* [DATASET ENTRIES]:

☆ ☆ ☆ ☆

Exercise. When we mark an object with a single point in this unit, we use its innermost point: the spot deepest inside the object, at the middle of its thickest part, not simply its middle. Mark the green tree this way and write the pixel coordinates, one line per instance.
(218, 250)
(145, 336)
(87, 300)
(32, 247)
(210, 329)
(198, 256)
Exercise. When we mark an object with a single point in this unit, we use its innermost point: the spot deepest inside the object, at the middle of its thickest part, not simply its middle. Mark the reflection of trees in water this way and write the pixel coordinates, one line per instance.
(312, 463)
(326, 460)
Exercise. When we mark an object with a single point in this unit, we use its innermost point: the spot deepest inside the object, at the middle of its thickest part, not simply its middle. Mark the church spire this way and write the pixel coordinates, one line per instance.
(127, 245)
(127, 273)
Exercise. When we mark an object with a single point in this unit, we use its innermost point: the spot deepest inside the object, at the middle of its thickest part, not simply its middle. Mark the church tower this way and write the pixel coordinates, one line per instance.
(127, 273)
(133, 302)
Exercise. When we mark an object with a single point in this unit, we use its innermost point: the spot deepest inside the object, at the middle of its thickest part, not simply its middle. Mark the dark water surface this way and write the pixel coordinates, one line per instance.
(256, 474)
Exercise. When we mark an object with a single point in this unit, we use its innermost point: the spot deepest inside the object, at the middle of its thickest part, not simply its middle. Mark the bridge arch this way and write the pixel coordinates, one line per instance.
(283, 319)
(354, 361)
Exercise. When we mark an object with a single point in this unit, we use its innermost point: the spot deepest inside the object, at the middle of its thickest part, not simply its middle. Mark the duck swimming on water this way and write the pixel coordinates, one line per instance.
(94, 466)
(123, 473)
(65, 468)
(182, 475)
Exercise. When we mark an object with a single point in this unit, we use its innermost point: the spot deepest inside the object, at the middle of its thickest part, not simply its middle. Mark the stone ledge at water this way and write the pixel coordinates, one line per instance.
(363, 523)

☆ ☆ ☆ ☆

* [TASK STATEMENT]: Quote the line that contains "Mark the bridge" and each line after it through the end of the data, exactly, leaving out everything else.

* [SOLUTION]:
Exercise. When we mark an object with a single point in this unit, we use its innermost point: the spot deepest inside the object, at the middle of its thickest part, not simply its middle. Mark the bridge arch this way and write the pixel coordinates, one line per instance.
(283, 319)
(354, 361)
Exercise. When we mark an object with a single point in this unit, we use its innermost point: the spot deepest inside the object, at the middle of its thickest part, not simply its middle. Mark the duck swimming on water this way and write the pixel coordinates, one line per instance.
(94, 466)
(123, 473)
(65, 468)
(182, 475)
Exercise. When we mark an object with a single point in this unit, we use its innermost point: the spot deepest inside the object, at the middle of its thickest part, not simply its middle. Mark the stone ledge at water this way and write the pixel coordinates, one line per instance.
(363, 523)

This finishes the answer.